- _DOCUMENT PASSAGE_:
The region shown is about 150 million light years across.

Table 2 shows the relative placing of our *MetaBlade* (MB) Beowulf and the loaned *MetaBlade2* (MB2) Beowulf as well as 212 nodes of our newly-installed, 240-node *Green Destiny* (GD) Bladed Beowulf with respect to Mflops/processor. All three systems perform well on a performance-per-processor basis. So, although the RLX System 324 was designed for web hosting, we have demonstrated that it shows promise as a high-performance computing platform as well.

Per processor for this benchmark, the performance of the Transmeta Crusoe TM5800 with CMS 4.3.1 is about twice that of the Intel Pentium Pro 200 which was used in the Loki Beowulf cluster that won the Gordon Bell Price/Performance Award in 1997 and performs about the same as the 533-MHz Compaq Alpha processors used in the Avalon cluster. The Transmeta Crusoe TM5800, while architecturally identical to the TM5600, uses a newer version of CMS (i.e., 4.3.1) that performs approximately 25% better than CMS 4.2.6.

#### 5 Performance Metrics

Despite Hennessy and Patterson [7] having shown the pitfalls of using processor clock speed, instructions per second (ips), and floating-point operations per second (flops) as performance metrics, scientists still tend to evaluate the performance of computing platforms based on floating-point operations per second (and even worse, some scientists compare processor clock speeds across different families of processors) despite the introduction of benchmark suites such as NAS [1] and SPEC [10]. However, the most prominent benchmarking list in the high-performance computing community has been the Top500 list at http://www.top500.org. This list is based on the "flop" rating of a single benchmark, i.e., Linpack, which solves a dense system of linear equations.

- _BRIEF 1_:
Answer these questions from the cluster benchmarking passage:
(a) How many nodes of the Green Destiny Bladed Beowulf appear in Table 2?
(b) Which processor did the Loki Beowulf cluster use?
(c) What does the Linpack benchmark solve?
- _BRIEF 2_:
Rewrite the cluster benchmarking passage starting with "#### 5 Performance" and going on through "of linear equations.", changing every instance of "scientists" to "researchers".

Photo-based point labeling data
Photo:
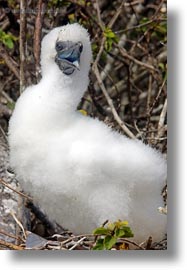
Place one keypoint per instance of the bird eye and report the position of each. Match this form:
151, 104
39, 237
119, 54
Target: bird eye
80, 47
59, 46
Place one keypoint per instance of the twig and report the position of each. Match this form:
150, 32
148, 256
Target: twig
9, 61
130, 57
110, 103
158, 95
19, 223
22, 44
37, 35
18, 192
162, 120
131, 242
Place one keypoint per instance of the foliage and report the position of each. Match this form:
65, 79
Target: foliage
108, 236
7, 39
110, 38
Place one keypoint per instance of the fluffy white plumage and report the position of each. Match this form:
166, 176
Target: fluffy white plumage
80, 171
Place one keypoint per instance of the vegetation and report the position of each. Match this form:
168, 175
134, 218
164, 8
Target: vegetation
127, 82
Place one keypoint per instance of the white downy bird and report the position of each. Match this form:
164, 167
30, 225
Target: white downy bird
77, 169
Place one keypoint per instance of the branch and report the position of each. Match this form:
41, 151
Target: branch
10, 62
37, 35
110, 103
22, 44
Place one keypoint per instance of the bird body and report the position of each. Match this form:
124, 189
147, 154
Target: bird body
79, 170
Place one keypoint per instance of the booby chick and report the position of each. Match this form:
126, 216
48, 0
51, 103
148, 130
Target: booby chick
77, 169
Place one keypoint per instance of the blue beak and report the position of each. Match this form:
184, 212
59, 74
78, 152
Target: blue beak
68, 56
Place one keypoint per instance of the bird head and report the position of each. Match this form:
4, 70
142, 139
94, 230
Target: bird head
68, 48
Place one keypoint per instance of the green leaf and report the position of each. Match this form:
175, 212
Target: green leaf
109, 241
99, 245
119, 233
9, 43
127, 232
101, 231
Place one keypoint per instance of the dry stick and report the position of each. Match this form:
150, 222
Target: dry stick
111, 23
22, 44
110, 103
158, 95
130, 57
9, 61
18, 192
37, 36
149, 102
162, 119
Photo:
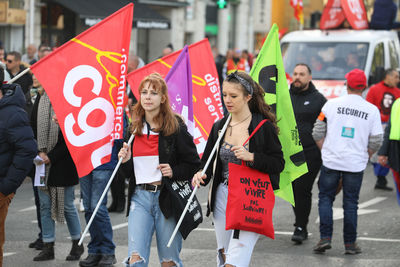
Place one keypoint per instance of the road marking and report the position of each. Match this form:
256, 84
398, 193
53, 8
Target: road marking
28, 209
378, 239
119, 226
337, 213
9, 254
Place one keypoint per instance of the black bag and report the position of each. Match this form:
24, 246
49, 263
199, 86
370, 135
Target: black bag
180, 192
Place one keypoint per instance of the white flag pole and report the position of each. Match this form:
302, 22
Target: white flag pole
19, 75
103, 195
202, 173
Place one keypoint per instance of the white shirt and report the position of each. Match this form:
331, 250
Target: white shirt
350, 121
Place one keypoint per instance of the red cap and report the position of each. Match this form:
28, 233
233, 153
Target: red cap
356, 79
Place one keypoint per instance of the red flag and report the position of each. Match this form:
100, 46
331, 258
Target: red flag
332, 15
207, 105
298, 10
85, 81
355, 13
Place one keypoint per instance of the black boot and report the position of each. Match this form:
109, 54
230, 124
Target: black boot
76, 251
120, 204
37, 244
113, 206
47, 253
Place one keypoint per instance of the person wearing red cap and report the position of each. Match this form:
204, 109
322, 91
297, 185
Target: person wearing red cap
383, 95
348, 131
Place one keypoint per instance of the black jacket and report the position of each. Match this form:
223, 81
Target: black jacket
179, 151
25, 82
307, 106
265, 145
17, 145
62, 170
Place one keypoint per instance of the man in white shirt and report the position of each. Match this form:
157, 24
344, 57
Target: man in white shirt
348, 131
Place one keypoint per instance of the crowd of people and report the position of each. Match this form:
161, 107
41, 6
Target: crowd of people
163, 150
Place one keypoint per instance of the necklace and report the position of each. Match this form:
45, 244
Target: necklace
233, 125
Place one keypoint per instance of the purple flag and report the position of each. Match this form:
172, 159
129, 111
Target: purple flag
179, 81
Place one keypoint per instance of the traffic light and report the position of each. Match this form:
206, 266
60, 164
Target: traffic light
222, 3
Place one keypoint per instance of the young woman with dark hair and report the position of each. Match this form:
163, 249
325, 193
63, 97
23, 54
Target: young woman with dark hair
162, 149
244, 99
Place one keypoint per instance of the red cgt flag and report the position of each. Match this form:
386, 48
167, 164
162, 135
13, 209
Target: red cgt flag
85, 81
207, 105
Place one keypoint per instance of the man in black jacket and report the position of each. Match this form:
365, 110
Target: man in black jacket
17, 147
307, 103
14, 67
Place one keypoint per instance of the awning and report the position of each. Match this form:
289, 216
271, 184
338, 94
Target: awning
92, 11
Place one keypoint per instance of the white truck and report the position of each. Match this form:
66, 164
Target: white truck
332, 53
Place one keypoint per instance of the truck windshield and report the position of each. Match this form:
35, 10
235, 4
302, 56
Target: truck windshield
328, 61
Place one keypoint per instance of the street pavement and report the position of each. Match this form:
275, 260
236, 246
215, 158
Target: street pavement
378, 234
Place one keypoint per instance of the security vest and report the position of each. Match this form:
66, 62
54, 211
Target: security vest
395, 121
232, 67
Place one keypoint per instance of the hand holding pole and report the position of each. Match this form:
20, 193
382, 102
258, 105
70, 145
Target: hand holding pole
103, 195
178, 224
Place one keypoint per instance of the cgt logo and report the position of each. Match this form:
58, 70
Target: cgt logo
355, 8
95, 128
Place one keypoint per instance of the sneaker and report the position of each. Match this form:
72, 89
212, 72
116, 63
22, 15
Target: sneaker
323, 244
107, 261
352, 249
37, 244
299, 235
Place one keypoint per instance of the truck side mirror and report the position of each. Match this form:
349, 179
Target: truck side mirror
376, 76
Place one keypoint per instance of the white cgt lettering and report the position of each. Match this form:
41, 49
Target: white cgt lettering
90, 134
75, 75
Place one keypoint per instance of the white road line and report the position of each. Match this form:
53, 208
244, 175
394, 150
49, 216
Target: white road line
371, 202
28, 209
119, 226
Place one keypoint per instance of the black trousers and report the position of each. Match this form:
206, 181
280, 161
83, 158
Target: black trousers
302, 188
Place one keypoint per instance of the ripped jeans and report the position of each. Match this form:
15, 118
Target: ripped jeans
237, 250
145, 217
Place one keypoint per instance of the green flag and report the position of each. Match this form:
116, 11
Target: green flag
269, 72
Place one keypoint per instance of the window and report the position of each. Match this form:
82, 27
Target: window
379, 58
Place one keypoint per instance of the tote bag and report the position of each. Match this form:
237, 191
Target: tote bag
251, 199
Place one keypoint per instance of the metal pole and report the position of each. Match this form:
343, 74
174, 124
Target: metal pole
103, 195
19, 75
202, 173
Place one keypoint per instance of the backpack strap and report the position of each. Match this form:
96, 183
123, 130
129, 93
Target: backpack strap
255, 130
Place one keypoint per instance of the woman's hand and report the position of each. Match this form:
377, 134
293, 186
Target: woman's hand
198, 179
242, 154
125, 153
165, 169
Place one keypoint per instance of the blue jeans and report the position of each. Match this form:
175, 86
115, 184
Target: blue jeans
145, 217
92, 187
70, 213
328, 183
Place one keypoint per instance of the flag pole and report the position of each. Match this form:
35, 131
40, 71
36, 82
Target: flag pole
195, 188
104, 194
19, 75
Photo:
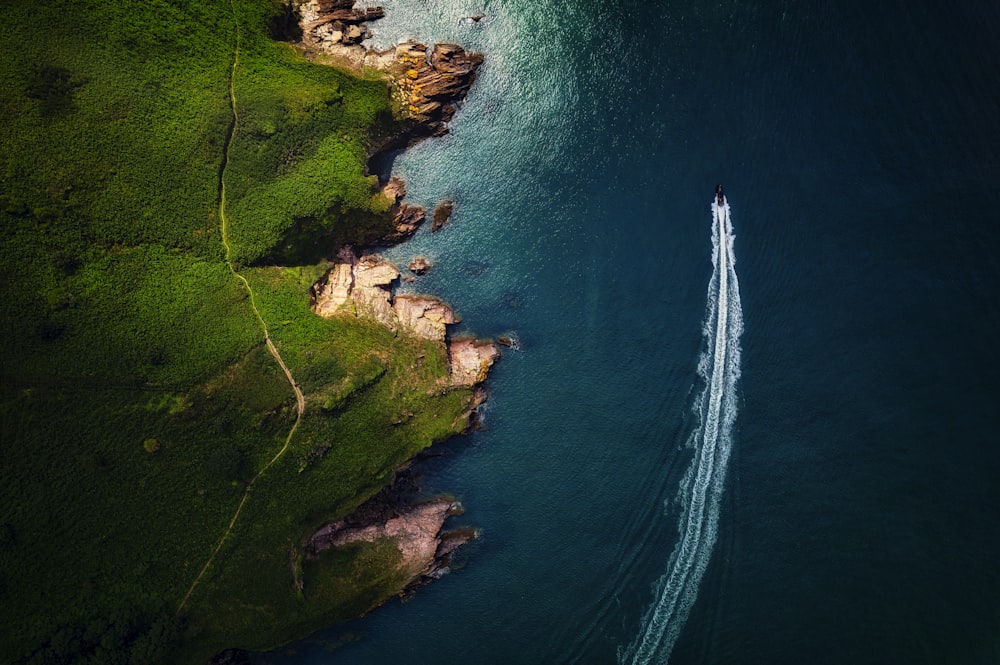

- _EXERCISE RESPONSE 1_:
(a) 212 nodes
(b) The Intel Pentium Pro 200
(c) A dense system of linear equations

- _EXERCISE RESPONSE 2_:
#### 5 Performance Metrics

Despite Hennessy and Patterson [7] having shown the pitfalls of using processor clock speed, instructions per second (ips), and floating-point operations per second (flops) as performance metrics, researchers still tend to evaluate the performance of computing platforms based on floating-point operations per second (and even worse, some researchers compare processor clock speeds across different families of processors) despite the introduction of benchmark suites such as NAS [1] and SPEC [10]. However, the most prominent benchmarking list in the high-performance computing community has been the Top500 list at http://www.top500.org. This list is based on the "flop" rating of a single benchmark, i.e., Linpack, which solves a dense system of linear equations.